-- Begin --
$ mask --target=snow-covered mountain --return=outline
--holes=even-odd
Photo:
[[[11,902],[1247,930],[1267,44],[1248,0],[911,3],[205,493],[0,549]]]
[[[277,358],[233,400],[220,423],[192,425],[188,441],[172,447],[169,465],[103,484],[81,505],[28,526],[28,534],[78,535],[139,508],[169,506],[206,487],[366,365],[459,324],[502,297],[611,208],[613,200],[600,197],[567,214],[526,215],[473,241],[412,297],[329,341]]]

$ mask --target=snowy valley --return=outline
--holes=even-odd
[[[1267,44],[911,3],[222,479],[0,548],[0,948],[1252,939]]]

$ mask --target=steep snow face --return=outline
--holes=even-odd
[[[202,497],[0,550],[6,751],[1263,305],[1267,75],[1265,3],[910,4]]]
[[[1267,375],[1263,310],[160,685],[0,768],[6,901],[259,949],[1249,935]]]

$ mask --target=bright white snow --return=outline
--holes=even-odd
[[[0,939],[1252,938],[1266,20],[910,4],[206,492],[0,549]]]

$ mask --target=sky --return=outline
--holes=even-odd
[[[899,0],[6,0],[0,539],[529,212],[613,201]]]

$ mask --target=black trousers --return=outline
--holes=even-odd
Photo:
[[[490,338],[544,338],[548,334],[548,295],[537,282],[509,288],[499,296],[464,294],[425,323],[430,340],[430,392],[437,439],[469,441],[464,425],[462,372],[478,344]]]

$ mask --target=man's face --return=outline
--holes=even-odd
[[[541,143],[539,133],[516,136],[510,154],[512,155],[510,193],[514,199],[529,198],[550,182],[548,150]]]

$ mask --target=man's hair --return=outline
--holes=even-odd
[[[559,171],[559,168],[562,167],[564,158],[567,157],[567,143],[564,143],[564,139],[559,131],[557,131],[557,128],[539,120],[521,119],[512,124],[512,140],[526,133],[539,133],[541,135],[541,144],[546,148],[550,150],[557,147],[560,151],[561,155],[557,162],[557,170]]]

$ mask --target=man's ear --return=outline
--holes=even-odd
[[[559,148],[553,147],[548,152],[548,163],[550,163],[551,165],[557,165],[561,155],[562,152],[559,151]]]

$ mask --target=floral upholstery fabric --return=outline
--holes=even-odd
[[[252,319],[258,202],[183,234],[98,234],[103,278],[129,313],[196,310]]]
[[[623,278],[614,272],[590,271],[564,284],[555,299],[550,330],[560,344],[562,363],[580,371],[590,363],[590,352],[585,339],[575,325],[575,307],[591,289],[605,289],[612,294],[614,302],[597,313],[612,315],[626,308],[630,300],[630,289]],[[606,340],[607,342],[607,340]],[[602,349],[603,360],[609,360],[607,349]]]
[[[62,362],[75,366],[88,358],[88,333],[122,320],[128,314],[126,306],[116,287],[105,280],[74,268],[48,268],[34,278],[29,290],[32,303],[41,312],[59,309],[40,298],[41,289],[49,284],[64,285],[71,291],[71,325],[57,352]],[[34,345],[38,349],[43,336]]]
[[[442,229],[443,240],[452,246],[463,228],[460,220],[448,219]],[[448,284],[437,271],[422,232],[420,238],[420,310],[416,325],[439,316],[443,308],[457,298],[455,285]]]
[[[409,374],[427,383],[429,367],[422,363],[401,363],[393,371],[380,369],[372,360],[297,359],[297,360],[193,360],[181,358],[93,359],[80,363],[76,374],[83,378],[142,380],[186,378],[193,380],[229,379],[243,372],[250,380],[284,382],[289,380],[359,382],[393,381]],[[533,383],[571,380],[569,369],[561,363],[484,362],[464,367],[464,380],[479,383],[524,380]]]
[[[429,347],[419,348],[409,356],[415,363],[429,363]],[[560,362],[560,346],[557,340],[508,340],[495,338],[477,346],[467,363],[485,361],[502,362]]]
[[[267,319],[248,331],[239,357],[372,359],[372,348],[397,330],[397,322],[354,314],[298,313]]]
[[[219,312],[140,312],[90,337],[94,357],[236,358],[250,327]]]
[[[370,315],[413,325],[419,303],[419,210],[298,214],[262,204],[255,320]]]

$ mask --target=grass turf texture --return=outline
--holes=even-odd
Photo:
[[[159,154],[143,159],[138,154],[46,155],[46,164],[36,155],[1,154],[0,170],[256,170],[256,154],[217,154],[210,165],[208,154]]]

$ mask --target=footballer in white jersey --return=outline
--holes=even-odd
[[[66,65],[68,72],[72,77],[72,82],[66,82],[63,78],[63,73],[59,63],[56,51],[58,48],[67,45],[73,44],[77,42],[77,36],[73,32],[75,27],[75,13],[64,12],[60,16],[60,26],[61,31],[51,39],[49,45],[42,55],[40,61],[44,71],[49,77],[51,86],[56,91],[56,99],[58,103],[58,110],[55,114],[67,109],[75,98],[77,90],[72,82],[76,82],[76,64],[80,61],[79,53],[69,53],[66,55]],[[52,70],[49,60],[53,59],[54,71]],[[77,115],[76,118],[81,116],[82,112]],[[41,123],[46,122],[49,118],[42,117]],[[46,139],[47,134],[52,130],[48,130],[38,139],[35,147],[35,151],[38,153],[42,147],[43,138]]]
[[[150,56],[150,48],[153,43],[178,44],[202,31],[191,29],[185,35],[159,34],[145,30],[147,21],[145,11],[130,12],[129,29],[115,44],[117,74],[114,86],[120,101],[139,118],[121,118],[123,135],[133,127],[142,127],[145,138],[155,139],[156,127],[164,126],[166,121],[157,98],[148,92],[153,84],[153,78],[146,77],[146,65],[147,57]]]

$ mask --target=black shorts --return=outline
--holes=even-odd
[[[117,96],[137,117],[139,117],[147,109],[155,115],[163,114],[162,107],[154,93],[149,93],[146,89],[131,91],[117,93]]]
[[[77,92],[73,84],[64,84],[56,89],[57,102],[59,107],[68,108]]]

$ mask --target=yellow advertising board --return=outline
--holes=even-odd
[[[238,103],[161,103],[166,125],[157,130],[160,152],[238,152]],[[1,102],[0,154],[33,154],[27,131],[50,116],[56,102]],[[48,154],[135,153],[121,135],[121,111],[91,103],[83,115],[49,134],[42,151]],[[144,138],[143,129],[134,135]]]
-- End --
▶ Problem requirements
Please reproduce all of the entries above verbatim, changing nothing.

▶ Exercise result
$ mask --target=snow-covered mountain --return=outline
--holes=even-odd
Photo:
[[[11,902],[1247,930],[1267,44],[1248,0],[911,3],[205,493],[0,549]]]
[[[277,358],[233,400],[220,423],[192,425],[188,441],[172,447],[169,465],[103,484],[81,505],[28,526],[28,534],[78,535],[139,508],[169,506],[206,487],[366,365],[459,324],[502,297],[611,208],[613,200],[600,197],[567,214],[526,215],[473,241],[412,297],[329,341]]]

$ mask --target=snowy valley --return=outline
--holes=even-odd
[[[1267,44],[911,3],[222,479],[0,548],[0,948],[1252,939]]]

$ mask --target=steep snow face --return=outline
--holes=even-odd
[[[202,497],[0,550],[6,751],[1263,305],[1267,75],[1265,3],[910,4]]]
[[[1267,375],[1263,310],[160,685],[0,768],[6,901],[259,949],[1249,935]]]

$ mask --target=bright white snow --return=outline
--holes=even-odd
[[[0,939],[1252,938],[1266,20],[910,4],[206,492],[0,549]]]

$ mask --target=sky --return=outline
--holes=even-odd
[[[899,0],[6,0],[0,539],[529,212],[613,201]]]

$ mask --target=black trousers --return=outline
--holes=even-odd
Photo:
[[[490,338],[544,338],[548,334],[548,295],[537,282],[509,288],[499,296],[464,294],[425,323],[430,340],[430,392],[437,439],[469,441],[464,425],[462,372],[478,344]]]

$ mask --target=man's face --return=outline
--holes=even-odd
[[[541,143],[539,133],[516,136],[510,154],[512,155],[510,193],[514,199],[529,198],[550,182],[548,150]]]

$ mask --target=man's hair --return=outline
--holes=even-odd
[[[559,171],[559,168],[562,167],[564,158],[567,157],[567,143],[564,143],[564,139],[559,131],[557,131],[557,128],[539,120],[521,119],[512,124],[512,140],[526,133],[539,133],[541,135],[541,144],[546,148],[550,150],[557,147],[560,151],[561,155],[557,162],[557,170]]]

$ mask --target=man's ear --return=outline
--holes=even-odd
[[[559,148],[553,147],[548,152],[548,163],[550,163],[551,165],[557,165],[561,155],[562,152],[559,151]]]

$ mask --target=floral upholstery fabric --return=outline
--holes=even-odd
[[[252,319],[258,202],[183,234],[98,234],[103,278],[129,313],[196,310]]]
[[[623,278],[614,272],[590,271],[564,284],[555,299],[550,330],[560,344],[562,363],[580,371],[590,363],[590,352],[585,339],[575,325],[575,307],[591,289],[605,289],[612,294],[614,302],[597,313],[612,315],[626,308],[630,300],[630,289]],[[606,340],[607,342],[607,340]],[[602,349],[603,360],[609,360],[607,349]]]
[[[62,362],[75,366],[88,358],[88,333],[122,320],[128,314],[126,306],[116,287],[105,280],[74,268],[48,268],[34,278],[29,290],[32,303],[41,312],[59,309],[40,298],[41,289],[49,284],[64,285],[71,291],[71,325],[57,352]],[[34,345],[38,349],[43,336]]]
[[[442,229],[443,240],[452,246],[463,228],[460,220],[448,219]],[[448,284],[437,271],[422,232],[420,238],[420,310],[416,325],[439,316],[443,308],[457,298],[455,285]]]
[[[409,374],[427,383],[429,367],[422,363],[401,363],[393,371],[380,369],[372,360],[297,359],[297,360],[193,360],[181,358],[93,359],[80,363],[76,374],[83,378],[142,380],[186,378],[193,380],[229,379],[243,372],[250,380],[284,382],[289,380],[359,382],[393,381]],[[533,383],[571,380],[569,369],[561,363],[484,362],[464,367],[464,380],[479,383],[524,380]]]
[[[429,347],[419,348],[409,356],[415,363],[429,363]],[[560,362],[560,346],[557,340],[508,340],[495,338],[477,346],[467,363],[485,361],[502,362]]]
[[[267,319],[248,331],[239,357],[372,359],[372,348],[397,330],[397,322],[354,314],[298,313]]]
[[[219,312],[140,312],[90,337],[94,357],[236,358],[250,327]]]
[[[370,315],[413,325],[419,303],[419,210],[298,214],[262,204],[255,320]]]

$ mask --target=grass turf texture --return=outline
--holes=even-odd
Photo:
[[[159,154],[143,159],[138,154],[46,155],[46,164],[36,155],[1,154],[0,170],[256,170],[256,154],[217,154],[210,165],[208,154]]]

$ mask --target=footballer in white jersey --return=outline
--holes=even-odd
[[[66,65],[68,72],[72,77],[72,82],[66,82],[63,78],[63,73],[59,63],[56,51],[58,48],[67,45],[73,44],[77,42],[77,36],[73,32],[75,27],[75,13],[64,12],[60,16],[60,26],[61,31],[51,39],[49,45],[42,55],[40,61],[44,71],[49,77],[51,86],[56,91],[56,99],[58,103],[58,110],[55,114],[67,109],[75,98],[77,90],[72,82],[76,82],[76,64],[80,61],[79,53],[69,53],[66,55]],[[52,70],[49,60],[53,59],[54,71]],[[77,115],[76,118],[81,116],[82,112]],[[41,123],[46,122],[49,118],[42,117]],[[46,139],[47,134],[52,130],[48,130],[38,139],[35,147],[35,151],[38,153],[42,147],[43,138]]]
[[[150,56],[150,48],[153,43],[178,44],[202,31],[191,29],[185,35],[159,34],[145,30],[147,21],[145,11],[130,12],[129,29],[115,44],[117,74],[114,86],[120,101],[139,118],[121,118],[123,135],[133,127],[142,127],[145,138],[155,139],[156,127],[164,126],[166,121],[157,98],[148,92],[153,84],[153,78],[146,77],[146,65],[147,57]]]

$ mask --target=black shorts --return=outline
--holes=even-odd
[[[117,96],[137,117],[139,117],[147,109],[155,115],[163,114],[162,107],[154,93],[149,93],[146,89],[131,91],[117,93]]]
[[[77,92],[73,84],[64,84],[56,89],[57,102],[59,107],[68,108]]]

$ mask --target=yellow advertising board --return=outline
--holes=even-odd
[[[238,103],[161,103],[166,125],[157,130],[160,152],[238,152]],[[1,102],[0,154],[33,154],[27,131],[50,116],[56,102]],[[48,154],[135,153],[121,135],[121,111],[91,103],[83,115],[49,134],[42,151]],[[144,138],[143,129],[134,135]]]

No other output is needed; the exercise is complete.